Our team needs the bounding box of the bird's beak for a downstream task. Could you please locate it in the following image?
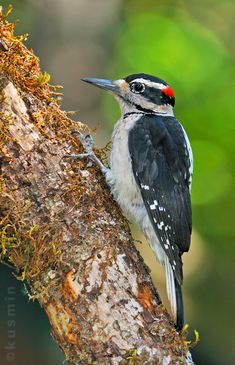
[81,77,120,95]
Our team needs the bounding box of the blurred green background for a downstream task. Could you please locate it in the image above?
[0,0,235,364]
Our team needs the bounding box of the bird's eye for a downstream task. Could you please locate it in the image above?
[130,82,145,93]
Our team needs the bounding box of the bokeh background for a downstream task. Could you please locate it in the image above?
[1,1,235,364]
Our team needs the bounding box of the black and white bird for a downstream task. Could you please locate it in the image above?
[78,73,193,331]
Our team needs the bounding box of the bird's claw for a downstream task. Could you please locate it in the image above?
[71,130,94,155]
[64,130,106,171]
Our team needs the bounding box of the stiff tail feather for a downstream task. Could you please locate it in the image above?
[174,277,184,331]
[165,256,184,331]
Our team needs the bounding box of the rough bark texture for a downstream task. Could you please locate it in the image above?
[0,8,194,365]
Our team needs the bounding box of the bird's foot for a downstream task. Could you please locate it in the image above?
[65,130,107,173]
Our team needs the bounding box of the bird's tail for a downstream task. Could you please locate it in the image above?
[165,257,184,331]
[174,277,184,331]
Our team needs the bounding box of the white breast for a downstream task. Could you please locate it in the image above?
[108,114,144,221]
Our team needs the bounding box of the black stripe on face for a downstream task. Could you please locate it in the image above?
[133,102,155,113]
[143,87,175,107]
[118,94,153,113]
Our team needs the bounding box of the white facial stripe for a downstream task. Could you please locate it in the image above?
[130,78,166,90]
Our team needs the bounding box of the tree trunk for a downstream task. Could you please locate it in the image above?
[0,9,194,365]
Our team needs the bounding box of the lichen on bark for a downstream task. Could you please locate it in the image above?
[0,6,194,365]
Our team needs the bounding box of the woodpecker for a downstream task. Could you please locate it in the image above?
[78,74,193,331]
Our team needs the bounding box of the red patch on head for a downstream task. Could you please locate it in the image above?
[162,86,175,98]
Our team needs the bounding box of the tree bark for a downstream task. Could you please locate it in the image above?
[0,9,194,365]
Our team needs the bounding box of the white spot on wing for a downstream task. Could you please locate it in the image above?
[157,221,164,230]
[141,184,150,190]
[149,200,159,210]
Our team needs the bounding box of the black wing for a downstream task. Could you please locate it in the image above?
[128,114,192,284]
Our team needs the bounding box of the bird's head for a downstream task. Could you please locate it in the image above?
[81,73,175,116]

+---+

■ WHAT THIS TASK INVOLVES:
Up to and including the last line of the data, copy each line exactly, starting with the line that contains "Our team needs the bounding box of the black wing".

■ RESPONSE AREA:
Our team needs the bounding box of the black wing for a downstream task. Could you please locate it in the image above?
[128,114,192,284]
Our team needs the bounding box of the bird's head for a downstream task. Could you please locate it in the image above?
[81,73,175,116]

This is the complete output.